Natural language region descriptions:
Segment Open

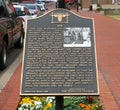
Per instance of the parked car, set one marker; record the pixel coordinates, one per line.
(34, 9)
(42, 5)
(11, 32)
(23, 13)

Segment Closed

EXERCISE DETAILS: Repeat each line of the records exactly, dropping the pictures.

ANSWER TO THIS EXERCISE:
Per instance of the parked car, set one marker; record the pixel coordinates, one per line.
(34, 9)
(42, 5)
(11, 32)
(23, 13)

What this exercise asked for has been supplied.